◆ **PROBLEM TO WORK ON**:
Write each line word for word, from the line that contains "of the pitched" through the last line of the material below.

◆ **INPUT DATA**:
--
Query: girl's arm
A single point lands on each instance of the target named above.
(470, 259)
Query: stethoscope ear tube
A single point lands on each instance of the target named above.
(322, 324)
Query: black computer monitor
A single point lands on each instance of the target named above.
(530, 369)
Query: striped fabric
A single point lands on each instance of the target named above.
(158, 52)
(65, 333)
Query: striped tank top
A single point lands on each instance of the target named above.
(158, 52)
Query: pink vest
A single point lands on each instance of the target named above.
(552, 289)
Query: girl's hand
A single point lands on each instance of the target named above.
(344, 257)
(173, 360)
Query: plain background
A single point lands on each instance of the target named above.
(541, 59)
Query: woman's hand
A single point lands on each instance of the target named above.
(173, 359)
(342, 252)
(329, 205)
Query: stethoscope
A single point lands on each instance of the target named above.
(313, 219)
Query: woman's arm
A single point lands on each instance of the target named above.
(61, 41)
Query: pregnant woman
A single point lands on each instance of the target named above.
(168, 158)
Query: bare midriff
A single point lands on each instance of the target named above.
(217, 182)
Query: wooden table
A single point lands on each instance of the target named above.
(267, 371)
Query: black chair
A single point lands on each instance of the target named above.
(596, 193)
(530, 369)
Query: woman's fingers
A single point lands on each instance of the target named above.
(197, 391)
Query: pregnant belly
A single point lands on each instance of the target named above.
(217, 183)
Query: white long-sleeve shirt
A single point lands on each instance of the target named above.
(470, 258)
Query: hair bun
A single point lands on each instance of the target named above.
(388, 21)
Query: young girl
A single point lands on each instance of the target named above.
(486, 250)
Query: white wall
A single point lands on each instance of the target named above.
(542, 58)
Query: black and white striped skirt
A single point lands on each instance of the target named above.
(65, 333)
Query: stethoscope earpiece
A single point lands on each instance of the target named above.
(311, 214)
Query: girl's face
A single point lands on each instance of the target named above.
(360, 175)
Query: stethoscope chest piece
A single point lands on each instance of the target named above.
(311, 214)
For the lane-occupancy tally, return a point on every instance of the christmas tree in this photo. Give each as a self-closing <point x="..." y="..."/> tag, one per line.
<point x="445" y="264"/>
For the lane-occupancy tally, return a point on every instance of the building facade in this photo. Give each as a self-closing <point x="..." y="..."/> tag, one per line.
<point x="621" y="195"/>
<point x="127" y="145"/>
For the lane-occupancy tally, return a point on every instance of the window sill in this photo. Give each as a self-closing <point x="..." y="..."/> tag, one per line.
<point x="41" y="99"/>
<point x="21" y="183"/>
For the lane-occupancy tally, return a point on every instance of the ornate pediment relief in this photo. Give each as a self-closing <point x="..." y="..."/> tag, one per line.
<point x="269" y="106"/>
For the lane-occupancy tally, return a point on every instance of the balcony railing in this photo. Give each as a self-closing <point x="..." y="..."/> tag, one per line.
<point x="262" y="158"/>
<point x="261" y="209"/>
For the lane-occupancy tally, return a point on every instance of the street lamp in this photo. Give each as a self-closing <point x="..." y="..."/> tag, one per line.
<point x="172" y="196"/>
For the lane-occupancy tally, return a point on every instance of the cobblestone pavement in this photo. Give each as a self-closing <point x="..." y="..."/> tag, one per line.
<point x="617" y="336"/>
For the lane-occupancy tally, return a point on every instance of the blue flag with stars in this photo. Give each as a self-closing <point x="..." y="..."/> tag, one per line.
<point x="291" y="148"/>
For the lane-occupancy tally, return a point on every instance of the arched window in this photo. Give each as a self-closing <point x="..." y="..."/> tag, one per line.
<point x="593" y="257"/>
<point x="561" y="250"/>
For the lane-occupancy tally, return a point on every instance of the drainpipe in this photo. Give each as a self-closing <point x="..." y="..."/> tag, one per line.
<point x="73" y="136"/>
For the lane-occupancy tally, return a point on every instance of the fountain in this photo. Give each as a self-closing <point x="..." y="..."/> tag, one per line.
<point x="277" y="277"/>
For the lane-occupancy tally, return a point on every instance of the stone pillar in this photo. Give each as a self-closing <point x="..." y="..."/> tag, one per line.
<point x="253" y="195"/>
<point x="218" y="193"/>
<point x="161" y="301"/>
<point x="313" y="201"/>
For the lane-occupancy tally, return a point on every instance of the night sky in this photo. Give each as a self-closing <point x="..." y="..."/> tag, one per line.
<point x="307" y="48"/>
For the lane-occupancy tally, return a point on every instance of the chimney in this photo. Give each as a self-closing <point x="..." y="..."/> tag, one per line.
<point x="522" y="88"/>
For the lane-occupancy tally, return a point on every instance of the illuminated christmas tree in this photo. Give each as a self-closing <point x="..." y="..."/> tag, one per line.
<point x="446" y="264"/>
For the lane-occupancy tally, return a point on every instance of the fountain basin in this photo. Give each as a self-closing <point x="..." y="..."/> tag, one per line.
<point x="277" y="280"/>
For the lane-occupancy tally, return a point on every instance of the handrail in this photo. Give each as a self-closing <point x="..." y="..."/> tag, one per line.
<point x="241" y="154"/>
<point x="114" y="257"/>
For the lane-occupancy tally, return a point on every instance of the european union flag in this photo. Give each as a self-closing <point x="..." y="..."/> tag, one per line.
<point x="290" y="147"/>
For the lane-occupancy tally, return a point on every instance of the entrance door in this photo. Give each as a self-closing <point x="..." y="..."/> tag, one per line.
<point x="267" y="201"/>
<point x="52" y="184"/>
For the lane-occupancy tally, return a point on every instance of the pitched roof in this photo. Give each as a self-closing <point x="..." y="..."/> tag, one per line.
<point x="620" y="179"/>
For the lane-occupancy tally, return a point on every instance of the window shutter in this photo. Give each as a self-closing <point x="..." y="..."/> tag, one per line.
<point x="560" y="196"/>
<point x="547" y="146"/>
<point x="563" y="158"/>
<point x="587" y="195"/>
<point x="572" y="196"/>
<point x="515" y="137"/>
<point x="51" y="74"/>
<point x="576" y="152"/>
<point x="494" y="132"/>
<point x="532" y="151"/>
--
◆ **REPLY**:
For the lane-occupancy tally, return a point on every instance of the pitched roof in this photo. Give each as a self-closing <point x="..." y="..."/> tag, one per line.
<point x="620" y="179"/>
For the lane-occupancy tally, return a point on every instance of the window shutter in this photo. Give each as a self-closing <point x="..." y="..."/> tag, one per line.
<point x="560" y="196"/>
<point x="547" y="146"/>
<point x="563" y="158"/>
<point x="587" y="195"/>
<point x="572" y="196"/>
<point x="515" y="137"/>
<point x="51" y="74"/>
<point x="576" y="152"/>
<point x="494" y="132"/>
<point x="532" y="151"/>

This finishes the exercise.